▸ DIRECTIVE
Change "approximate" to "rough" in the entries from the first line up to and including the line with "box: [239, 122, 250, 185]", leaving everything else unchanged. Give only those lines, without the pictures.
'''
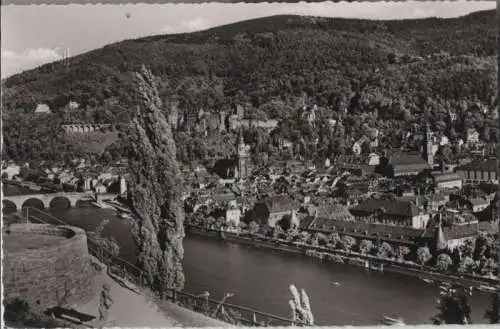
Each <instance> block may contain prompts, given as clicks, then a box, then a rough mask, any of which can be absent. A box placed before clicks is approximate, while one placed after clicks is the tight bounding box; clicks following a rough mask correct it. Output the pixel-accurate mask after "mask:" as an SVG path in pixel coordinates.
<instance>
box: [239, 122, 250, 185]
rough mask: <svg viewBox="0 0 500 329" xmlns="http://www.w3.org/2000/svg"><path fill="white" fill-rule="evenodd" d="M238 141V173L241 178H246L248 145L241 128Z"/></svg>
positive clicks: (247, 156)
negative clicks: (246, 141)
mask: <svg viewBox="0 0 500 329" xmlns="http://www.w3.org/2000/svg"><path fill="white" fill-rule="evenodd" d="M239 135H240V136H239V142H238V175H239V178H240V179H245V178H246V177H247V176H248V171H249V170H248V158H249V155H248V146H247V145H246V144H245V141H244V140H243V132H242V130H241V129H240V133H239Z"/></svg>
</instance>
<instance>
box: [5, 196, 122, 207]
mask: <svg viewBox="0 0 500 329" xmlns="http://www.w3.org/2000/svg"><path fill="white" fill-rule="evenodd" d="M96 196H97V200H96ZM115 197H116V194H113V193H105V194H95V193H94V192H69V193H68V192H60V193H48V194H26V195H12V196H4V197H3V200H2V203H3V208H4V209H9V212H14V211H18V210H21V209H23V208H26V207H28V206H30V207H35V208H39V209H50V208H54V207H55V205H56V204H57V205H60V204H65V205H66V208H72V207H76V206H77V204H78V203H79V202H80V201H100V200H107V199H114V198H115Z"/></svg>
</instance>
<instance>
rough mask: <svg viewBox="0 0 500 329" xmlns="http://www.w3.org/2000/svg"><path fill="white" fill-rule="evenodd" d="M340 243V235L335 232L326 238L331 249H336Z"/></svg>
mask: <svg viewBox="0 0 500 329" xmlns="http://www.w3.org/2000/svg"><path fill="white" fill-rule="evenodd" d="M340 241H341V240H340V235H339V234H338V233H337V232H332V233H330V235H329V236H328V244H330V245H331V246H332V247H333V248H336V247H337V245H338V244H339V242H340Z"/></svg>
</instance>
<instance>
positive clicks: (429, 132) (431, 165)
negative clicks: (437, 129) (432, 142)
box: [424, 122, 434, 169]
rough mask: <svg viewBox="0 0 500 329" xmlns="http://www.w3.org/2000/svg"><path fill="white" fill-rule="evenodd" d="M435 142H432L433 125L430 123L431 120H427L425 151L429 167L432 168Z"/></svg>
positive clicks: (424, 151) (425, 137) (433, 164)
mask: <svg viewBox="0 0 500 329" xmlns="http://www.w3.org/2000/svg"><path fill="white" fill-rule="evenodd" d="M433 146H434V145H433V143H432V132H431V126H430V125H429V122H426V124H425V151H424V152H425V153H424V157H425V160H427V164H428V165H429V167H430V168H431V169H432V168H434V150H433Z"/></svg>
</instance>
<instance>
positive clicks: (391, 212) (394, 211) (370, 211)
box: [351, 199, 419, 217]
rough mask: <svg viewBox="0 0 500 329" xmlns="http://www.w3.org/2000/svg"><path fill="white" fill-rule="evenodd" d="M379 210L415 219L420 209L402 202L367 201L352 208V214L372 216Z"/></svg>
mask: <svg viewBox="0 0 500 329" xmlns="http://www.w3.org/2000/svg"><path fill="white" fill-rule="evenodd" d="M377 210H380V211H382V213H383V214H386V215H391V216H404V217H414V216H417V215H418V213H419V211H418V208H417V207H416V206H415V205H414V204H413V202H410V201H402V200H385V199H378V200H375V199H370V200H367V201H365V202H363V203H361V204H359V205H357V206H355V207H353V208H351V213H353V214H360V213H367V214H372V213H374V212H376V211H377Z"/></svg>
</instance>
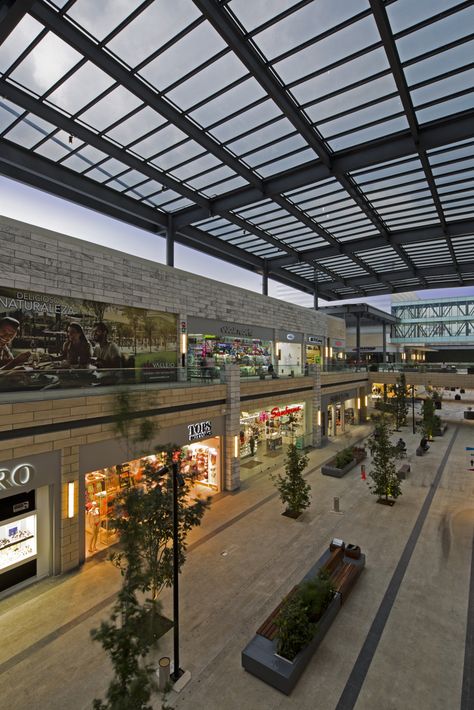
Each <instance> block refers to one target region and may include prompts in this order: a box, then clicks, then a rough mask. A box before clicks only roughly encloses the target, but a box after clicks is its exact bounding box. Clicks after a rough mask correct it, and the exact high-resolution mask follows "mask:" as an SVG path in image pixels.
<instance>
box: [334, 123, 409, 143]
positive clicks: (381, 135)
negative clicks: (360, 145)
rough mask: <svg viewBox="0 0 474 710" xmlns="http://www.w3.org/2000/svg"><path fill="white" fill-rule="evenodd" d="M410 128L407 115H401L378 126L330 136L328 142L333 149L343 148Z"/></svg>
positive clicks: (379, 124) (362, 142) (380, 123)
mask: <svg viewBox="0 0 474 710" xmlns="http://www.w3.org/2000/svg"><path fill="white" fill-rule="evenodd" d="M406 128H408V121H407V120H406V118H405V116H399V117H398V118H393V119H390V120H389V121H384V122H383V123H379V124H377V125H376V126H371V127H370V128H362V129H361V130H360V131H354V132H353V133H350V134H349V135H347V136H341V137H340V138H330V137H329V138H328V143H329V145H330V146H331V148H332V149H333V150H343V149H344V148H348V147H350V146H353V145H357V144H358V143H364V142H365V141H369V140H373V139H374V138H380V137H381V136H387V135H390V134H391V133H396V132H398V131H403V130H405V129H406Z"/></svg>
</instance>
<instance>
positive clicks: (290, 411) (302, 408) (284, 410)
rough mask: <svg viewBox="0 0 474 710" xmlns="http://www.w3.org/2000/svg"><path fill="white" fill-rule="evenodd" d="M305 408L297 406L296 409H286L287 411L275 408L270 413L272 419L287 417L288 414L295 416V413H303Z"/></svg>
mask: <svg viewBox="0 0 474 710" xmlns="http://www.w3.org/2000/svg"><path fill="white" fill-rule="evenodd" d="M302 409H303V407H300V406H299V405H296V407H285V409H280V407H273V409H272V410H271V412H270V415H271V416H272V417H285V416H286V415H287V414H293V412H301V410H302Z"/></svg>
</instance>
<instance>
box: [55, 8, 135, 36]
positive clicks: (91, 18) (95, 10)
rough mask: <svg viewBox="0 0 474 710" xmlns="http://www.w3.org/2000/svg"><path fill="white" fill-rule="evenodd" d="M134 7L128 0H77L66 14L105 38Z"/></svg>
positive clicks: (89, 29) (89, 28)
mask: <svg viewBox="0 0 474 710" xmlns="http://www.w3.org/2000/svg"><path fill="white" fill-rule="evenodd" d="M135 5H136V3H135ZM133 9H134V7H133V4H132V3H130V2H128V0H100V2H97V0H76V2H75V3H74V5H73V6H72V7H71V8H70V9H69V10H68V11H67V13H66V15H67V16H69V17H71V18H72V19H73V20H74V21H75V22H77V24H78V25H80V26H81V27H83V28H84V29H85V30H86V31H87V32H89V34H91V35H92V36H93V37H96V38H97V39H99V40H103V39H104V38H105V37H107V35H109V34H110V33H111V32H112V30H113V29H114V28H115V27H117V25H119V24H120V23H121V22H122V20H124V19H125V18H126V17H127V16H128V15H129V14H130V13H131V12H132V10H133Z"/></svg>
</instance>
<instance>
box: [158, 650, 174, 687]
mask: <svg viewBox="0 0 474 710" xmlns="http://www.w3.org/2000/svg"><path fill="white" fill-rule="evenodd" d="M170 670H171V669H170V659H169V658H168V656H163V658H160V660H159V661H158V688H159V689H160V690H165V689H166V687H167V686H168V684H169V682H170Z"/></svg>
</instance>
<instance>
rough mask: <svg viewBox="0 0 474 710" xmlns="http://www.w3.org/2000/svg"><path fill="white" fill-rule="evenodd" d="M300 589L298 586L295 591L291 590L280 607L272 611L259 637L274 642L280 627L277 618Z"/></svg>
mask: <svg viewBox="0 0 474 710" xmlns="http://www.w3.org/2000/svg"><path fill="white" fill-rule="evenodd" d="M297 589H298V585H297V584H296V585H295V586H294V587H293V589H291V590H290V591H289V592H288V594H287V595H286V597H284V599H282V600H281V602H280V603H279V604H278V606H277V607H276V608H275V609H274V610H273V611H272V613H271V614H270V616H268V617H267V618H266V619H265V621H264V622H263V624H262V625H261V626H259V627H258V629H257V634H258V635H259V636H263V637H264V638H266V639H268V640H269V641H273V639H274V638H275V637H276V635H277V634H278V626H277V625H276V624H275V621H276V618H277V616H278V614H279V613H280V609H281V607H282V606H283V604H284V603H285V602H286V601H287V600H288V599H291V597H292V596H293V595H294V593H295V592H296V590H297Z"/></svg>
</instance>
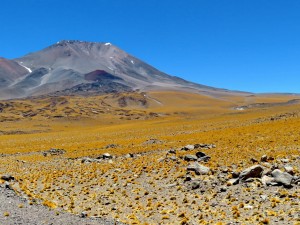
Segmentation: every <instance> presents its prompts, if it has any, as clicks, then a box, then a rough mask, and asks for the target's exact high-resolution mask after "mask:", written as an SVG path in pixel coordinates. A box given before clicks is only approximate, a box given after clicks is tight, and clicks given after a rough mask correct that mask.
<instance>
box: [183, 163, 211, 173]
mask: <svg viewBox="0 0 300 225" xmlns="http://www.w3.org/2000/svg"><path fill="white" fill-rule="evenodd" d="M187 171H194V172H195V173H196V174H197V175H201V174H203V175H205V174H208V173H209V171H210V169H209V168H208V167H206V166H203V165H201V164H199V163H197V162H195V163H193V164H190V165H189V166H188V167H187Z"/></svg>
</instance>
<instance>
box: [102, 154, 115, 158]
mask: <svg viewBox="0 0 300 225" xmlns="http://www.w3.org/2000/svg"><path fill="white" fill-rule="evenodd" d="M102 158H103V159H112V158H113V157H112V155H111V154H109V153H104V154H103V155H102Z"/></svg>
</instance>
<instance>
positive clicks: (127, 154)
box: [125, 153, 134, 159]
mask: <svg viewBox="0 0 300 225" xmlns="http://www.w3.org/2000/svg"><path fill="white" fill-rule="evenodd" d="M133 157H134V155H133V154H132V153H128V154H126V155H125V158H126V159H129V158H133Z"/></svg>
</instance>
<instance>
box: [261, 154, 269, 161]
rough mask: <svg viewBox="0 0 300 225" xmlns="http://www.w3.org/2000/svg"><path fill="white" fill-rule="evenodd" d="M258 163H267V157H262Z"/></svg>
'''
▸ YOUR SOLUTION
Each <instance> block may contain prompts, given as clicks, then a box, then a rough mask, any of which can be absent. A box placed before clicks is rough, while one placed after clicks is the tight bounding box; clicks following a rough mask correct it. Output the pixel-accurate mask after "mask:" as an SVG path in pixel coordinates.
<instance>
box: [239, 122, 250, 185]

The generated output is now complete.